GIVEN PASSAGE:
-.-.-
12 Months In: The Job of a Lifetime

If you were to read the job description for being a parent, how quickly would you apply?

“This role requires you to work 7 days a week, regular overtime and weekend work with no salary. You will need a basic understanding of medicine, psychology, catering, accounting and the ability to manage multiple tasks at once. The environment you work in can be highly demanding and stressful, with customers often highly demanding and unforgiving. The intangible benefits are rewarding.”

My fiancée and I both landed this role at 5:25am on the 11th June 2017. I have to say Meg worked a hell of a lot harder to be in the role than I did, but we’ve been in it together ever since.

So much action. Such little time.

To summarise a year of parenthood is difficult, so much happens in a very short period of time. It’s stressful, tiring and demanding but it’s also rewarding, exciting and totally incredible. You spend the majority of your early days in a state of feeling like you finally know what you’re doing yet still teetering on the edge of losing your shit. As a couple, we sort of just co existed in our house for the first month or so, as two very tired factory line workers with a production line of  bottles, dirty nappies, washing, night feeds and domestic chores, all under the watchful eye of our boss who was about a foot long head to toe and many years our junior. We’d do our 12 hour day shift then slump into bed at night only to be woken every couple of hours. Sound horrendous? Welcome to early days of parenthood (the job description is starting to sound pretty bang on isn’t it.)

How are we going to do this?

I’m not trying to put such a dampener on early parenthood though. Life became an incredible thing when Ivy arrived. She was like a new lens over my eyes that gave me an outlook I didn’t think I had in me, and certainly opened my eyes to what Meg and I are capable of achieving and overcoming as a couple. We spent a lot of the time thinking “oh shit how are we going to do this?!” Anyone that says they haven’t thought that is most probably lying. But somehow we adapted to a new way of life, we learnt, we had (lots of) help and advice at times and we overcame the moments that seemed so impossible.
-.-.-
PROVIDED MATERIAL:
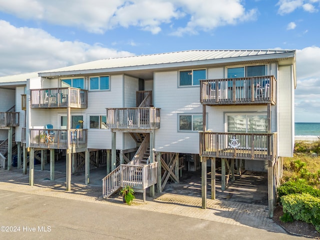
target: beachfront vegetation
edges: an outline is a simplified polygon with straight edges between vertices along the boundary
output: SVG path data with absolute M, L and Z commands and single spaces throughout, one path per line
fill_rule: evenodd
M 311 223 L 320 232 L 320 139 L 296 142 L 294 155 L 284 160 L 277 189 L 284 214 L 280 220 Z

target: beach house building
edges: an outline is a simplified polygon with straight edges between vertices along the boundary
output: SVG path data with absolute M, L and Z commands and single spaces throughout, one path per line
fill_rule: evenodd
M 129 184 L 152 196 L 182 169 L 201 169 L 206 208 L 207 168 L 214 198 L 218 161 L 222 190 L 244 170 L 268 172 L 272 215 L 283 158 L 293 152 L 295 50 L 186 50 L 20 76 L 18 86 L 0 78 L 0 100 L 11 96 L 1 110 L 20 111 L 20 124 L 2 126 L 0 136 L 14 132 L 30 159 L 48 153 L 52 180 L 55 156 L 65 156 L 67 190 L 72 172 L 85 171 L 88 184 L 90 170 L 106 166 L 105 196 Z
-.-.-
EXERCISE GOAL: Swap "Ivy" for "the baby" and give the passage of the parenthood piece again, starting at "I’m not trying" and ending at "seemed so impossible.".

RESPONSE TO THE TASK:
I’m not trying to put such a dampener on early parenthood though. Life became an incredible thing when the baby arrived. She was like a new lens over my eyes that gave me an outlook I didn’t think I had in me, and certainly opened my eyes to what Meg and I are capable of achieving and overcoming as a couple. We spent a lot of the time thinking “oh shit how are we going to do this?!” Anyone that says they haven’t thought that is most probably lying. But somehow we adapted to a new way of life, we learnt, we had (lots of) help and advice at times and we overcame the moments that seemed so impossible.